### What to work on
Write out each record exactly as it stands. No pictures belong in the copy.

### Input data
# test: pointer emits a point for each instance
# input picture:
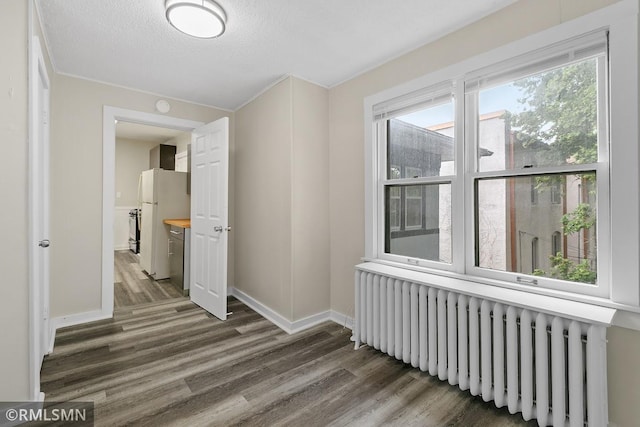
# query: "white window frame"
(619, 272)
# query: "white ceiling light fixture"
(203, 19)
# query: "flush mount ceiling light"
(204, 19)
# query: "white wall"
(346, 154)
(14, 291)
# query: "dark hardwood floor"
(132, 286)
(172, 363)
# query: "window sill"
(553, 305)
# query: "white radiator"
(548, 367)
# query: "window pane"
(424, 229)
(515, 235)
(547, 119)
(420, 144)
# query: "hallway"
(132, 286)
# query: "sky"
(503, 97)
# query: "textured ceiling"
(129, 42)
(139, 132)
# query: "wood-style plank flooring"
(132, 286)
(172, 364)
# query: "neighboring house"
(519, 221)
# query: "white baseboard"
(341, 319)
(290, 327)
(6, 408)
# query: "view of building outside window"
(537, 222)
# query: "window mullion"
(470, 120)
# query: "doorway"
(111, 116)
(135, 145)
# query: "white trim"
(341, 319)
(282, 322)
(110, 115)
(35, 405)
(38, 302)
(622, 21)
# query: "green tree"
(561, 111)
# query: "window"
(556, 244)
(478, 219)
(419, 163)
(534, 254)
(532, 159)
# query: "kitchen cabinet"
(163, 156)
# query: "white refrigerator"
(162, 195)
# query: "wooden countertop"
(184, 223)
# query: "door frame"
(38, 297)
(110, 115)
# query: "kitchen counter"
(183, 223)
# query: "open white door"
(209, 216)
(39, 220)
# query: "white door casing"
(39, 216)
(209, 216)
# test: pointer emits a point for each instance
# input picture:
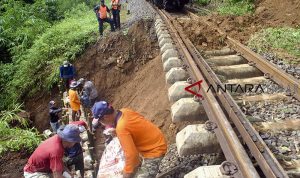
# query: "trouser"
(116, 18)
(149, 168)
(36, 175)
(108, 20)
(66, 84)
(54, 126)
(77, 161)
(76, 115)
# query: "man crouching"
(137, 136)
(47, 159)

### Solution to the problem
# test: pointer emits a point for each instance
# input picture:
# query: "white window frame"
(619, 272)
# query: "white ceiling light fixture"
(203, 19)
# query: "flush mount ceiling light"
(204, 19)
# query: "white wall"
(346, 154)
(14, 291)
# query: "dark hardwood floor"
(132, 286)
(172, 363)
# query: "window sill"
(553, 305)
# query: "white radiator"
(548, 367)
# query: "window pane"
(424, 229)
(515, 235)
(547, 119)
(420, 144)
# query: "hallway"
(132, 286)
# query: "sky"
(503, 97)
# query: "textured ceiling"
(129, 42)
(139, 132)
# query: "wood-style plank flooring"
(132, 286)
(172, 364)
# query: "neighboring house"
(519, 221)
# query: "white baseboard"
(341, 319)
(290, 327)
(6, 408)
# query: "view of building outside window"
(537, 222)
# query: "window mullion"
(470, 120)
# query: "doorway"
(111, 116)
(135, 145)
# query: "white trim"
(341, 319)
(282, 322)
(110, 115)
(35, 405)
(38, 302)
(622, 21)
# query: "green tree"
(561, 111)
# query: "window"
(556, 244)
(478, 219)
(419, 163)
(534, 254)
(532, 159)
# query: "kitchen cabinet"
(163, 156)
# query: "white refrigerator"
(162, 195)
# query: "wooden countertop"
(184, 223)
# query: "door frame"
(38, 297)
(110, 115)
# query: "kitchen counter"
(183, 223)
# query: "open white door"
(209, 216)
(39, 220)
# query: "white door casing"
(39, 216)
(209, 216)
# test: pointer emits a point for each instance
# input picture:
# query: "trouser"
(116, 18)
(149, 168)
(36, 175)
(108, 20)
(66, 84)
(54, 126)
(77, 161)
(76, 115)
# query: "man crouching"
(137, 136)
(47, 159)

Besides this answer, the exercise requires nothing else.